>> Begin

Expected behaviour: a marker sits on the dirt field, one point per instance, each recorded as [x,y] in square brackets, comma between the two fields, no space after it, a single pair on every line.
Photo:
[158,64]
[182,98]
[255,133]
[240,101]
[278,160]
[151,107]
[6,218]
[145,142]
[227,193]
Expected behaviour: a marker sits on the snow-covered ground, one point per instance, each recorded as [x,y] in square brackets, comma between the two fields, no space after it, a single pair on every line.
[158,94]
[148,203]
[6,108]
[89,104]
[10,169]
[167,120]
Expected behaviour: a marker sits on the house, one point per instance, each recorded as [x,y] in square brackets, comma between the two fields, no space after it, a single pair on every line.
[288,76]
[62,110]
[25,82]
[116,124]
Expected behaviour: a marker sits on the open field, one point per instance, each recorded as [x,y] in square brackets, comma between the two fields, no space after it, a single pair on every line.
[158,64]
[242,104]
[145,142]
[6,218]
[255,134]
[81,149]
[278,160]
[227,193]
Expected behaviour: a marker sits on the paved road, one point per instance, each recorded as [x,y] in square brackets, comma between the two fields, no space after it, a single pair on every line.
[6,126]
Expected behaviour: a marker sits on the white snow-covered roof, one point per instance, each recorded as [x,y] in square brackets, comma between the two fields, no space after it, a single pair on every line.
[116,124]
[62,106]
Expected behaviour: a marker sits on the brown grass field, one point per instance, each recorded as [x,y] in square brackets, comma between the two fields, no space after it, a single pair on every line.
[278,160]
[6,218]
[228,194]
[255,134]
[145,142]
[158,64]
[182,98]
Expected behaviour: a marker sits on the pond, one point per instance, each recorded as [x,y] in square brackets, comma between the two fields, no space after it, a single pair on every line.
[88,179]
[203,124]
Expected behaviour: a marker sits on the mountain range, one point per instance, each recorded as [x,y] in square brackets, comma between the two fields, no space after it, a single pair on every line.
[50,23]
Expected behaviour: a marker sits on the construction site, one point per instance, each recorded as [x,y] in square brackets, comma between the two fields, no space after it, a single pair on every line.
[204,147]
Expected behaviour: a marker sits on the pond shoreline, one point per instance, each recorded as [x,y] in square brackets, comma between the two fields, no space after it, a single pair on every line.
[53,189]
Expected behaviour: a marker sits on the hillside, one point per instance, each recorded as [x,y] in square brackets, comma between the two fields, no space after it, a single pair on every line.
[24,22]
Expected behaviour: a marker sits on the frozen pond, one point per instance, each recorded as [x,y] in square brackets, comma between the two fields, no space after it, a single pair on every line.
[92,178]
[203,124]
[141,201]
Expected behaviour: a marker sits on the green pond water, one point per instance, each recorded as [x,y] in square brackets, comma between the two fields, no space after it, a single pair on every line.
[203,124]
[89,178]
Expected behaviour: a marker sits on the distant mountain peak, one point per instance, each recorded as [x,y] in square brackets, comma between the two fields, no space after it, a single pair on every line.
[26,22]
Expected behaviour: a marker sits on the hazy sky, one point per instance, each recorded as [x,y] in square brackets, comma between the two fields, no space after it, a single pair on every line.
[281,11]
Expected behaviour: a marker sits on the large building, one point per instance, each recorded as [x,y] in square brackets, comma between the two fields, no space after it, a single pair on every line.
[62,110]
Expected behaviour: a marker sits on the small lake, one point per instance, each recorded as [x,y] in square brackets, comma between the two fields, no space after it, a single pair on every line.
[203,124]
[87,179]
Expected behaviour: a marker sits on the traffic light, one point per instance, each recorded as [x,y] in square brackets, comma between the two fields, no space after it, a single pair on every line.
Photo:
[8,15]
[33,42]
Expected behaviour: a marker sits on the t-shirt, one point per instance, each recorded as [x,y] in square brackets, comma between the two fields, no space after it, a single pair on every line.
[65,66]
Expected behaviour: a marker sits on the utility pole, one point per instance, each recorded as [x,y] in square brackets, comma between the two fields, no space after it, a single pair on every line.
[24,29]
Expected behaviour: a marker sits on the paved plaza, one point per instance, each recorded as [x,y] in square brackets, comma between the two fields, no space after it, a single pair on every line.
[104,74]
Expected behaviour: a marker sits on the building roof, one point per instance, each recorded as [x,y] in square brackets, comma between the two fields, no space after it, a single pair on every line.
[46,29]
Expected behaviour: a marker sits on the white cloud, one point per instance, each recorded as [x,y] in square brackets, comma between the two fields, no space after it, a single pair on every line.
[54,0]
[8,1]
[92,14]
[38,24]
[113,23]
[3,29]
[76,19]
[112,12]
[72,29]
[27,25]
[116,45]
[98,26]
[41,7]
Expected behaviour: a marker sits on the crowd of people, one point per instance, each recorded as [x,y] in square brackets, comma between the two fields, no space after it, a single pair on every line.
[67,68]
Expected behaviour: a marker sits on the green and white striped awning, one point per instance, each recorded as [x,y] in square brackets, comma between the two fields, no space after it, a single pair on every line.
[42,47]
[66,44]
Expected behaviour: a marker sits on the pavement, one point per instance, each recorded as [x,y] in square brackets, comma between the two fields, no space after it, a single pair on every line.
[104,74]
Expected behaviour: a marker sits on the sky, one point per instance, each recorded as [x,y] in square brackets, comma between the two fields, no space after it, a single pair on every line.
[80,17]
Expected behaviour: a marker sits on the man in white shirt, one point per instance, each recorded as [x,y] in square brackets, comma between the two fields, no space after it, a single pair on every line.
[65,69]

>> End

Exercise — Copy all of the data above word for word, line by line, with nothing changed or left out.

Full solution —
Expected behaviour: a marker sits on the dirt field, one point per instance, each recorded as [x,y] in square brackets, comma between the two fields, no space after it, a single pair on every line.
Photo:
[158,64]
[182,98]
[255,133]
[240,101]
[278,160]
[151,107]
[6,218]
[145,142]
[227,193]
Expected behaviour: a marker sits on the snow-covered ground, one point per instance, each recorded as [x,y] in square brackets, comma between the two fields, no space after it, a single pair on every line.
[158,94]
[148,203]
[6,108]
[89,104]
[10,169]
[167,120]
Expected behaviour: a marker sits on the house, one point per instance, each recorded as [x,y] in square brackets, comma between the two fields, no space after it, a single pair on every line.
[288,76]
[62,110]
[25,82]
[116,124]
Expected behaviour: a marker sits on the open field, one point per instance, each recorded as [x,y] in square brackets, comma between the two fields, no space after it, a single pair on every line.
[158,64]
[242,104]
[145,142]
[6,218]
[255,134]
[81,149]
[278,160]
[227,193]
Expected behaviour: a marker sits on the paved road, one point per instance, each recorded as [x,y] in square brackets, comma between the two fields, no space after it, a single pair on every line.
[6,126]
Expected behaviour: a marker sits on the white snow-covered roof, one point per instance, each recorded as [x,y] in square brackets, comma between the two fields, no space after it, a single pair on every line.
[116,124]
[62,106]
Expected behaviour: a marker sits on the brown grass field, one point per instance, each recorded as [x,y] in square brackets, comma between the two fields, no space after it, a single pair on every line.
[278,160]
[6,218]
[228,194]
[255,134]
[145,142]
[158,64]
[182,98]
Expected behaviour: a marker sits on the pond, one point per instance, each recorded as [x,y] in square brackets, comma between the two fields, no space after it, a single pair on every line.
[88,179]
[203,124]
Expected behaviour: a marker sits on the mountain range, one point per instance, each recorded as [x,y] in square brackets, comma between the two fields, no space after it, a single pair on every line.
[50,23]
Expected behaviour: a marker sits on the construction site, one point per instance, each recorded as [x,y] in square brackets, comma between the two fields, no space after it, a single pair on every line.
[204,147]
Expected behaviour: a marker sits on the pond shoreline, one point per instance, each recorded as [x,y] in square brackets, comma between the two fields, no space after it, a single pair on every line.
[53,189]
Expected behaviour: a marker sits on the hillside, one point per instance, each recorded as [x,y] in square brackets, comma between the two fields, no space after it, a single pair on every line.
[24,22]
Expected behaviour: a marker sits on the frozen pond, one point per instance, each recorded as [x,y] in square brackets, comma between the two fields, no space after it, a single pair on every line.
[92,178]
[203,124]
[141,201]
Expected behaviour: a marker sits on the green pond water, one point per instance, each recorded as [x,y] in square brackets, comma between the two fields, no space after it, a single pair on every line.
[203,124]
[89,178]
Expected behaviour: a marker sits on the distant mountain peak, one point per instance, each recorded as [x,y] in square brackets, comma between the two fields, no space after it, a single pair on every line.
[26,22]
Expected behaviour: a marker sits on the hazy sky, one point per instance, each recorded as [x,y] in square brackets, comma between the two fields, no space after it, a single pair on every line.
[281,11]
Expected behaviour: a marker sits on the large building, one point per instance, each recorded as [x,y] in square brackets, comma between the two fields, no space after it, a single pair on every line.
[62,110]
Expected behaviour: a marker sits on the small lake, one point per instance, each recorded as [x,y] in square brackets, comma between the two fields, no space after it, a single pair on every line.
[203,124]
[87,179]
Expected behaviour: a marker sits on the traffic light, one point per instance, each recorded as [x,y] in square brackets, comma between the two fields, no space after it, a single pair on every line.
Photo:
[8,15]
[33,42]
Expected behaviour: a marker sits on the t-shirt, one point per instance, each recorded as [x,y] in square brackets, comma between the two fields, no space after it, a single pair on every line.
[65,66]
Expected behaviour: a marker sits on the utility pole, one point per instance, each recorded as [x,y] in square brackets, comma between the two fields, no space after it, a single pair on every line.
[24,29]
Expected behaviour: a marker sits on the paved plaza, one point per instance, each recorded as [x,y] in square brackets, comma between the two fields, no space after it, a single pair on every line.
[104,74]
Expected behaviour: a marker sits on the building roof, one point per instance, each recorded as [x,y] in square brackets, comma between the two fields, no space after it, a single pair on every line.
[46,29]
Expected behaviour: a marker sits on the white cloud, one point per instance, each recorded as [x,y] in square brackets, comma between the two fields, no space after it, a single pair on every line.
[54,0]
[8,1]
[92,14]
[38,24]
[113,23]
[3,29]
[76,19]
[112,12]
[72,29]
[27,25]
[116,45]
[98,26]
[41,7]
Expected behaviour: a marker sits on the crowd of people, one point per instance, each recorded as [x,y] in square brackets, comma between the two fields, no space after it, a single pair on every line.
[67,68]
Expected behaviour: a marker sits on the green and white striped awning, one point per instance, each recorded as [x,y] in square brackets, comma between the two fields, no space after it, a single pair on every line.
[42,47]
[66,44]
Expected behaviour: a marker sits on the pavement, one point per instance, each recorded as [x,y] in square brackets, comma between the two fields, no space after it, a single pair on every line.
[104,74]
Expected behaviour: a marker sits on the sky, one point per instance, each recorded as [x,y] in square brackets, comma between the two fields, no space after it, a single pair on every line.
[80,17]
Expected behaviour: a marker sits on the man in white shirt, one point per instance, each recorded as [x,y] in square brackets, comma between the two fields, no space after it, a single pair on every line.
[65,69]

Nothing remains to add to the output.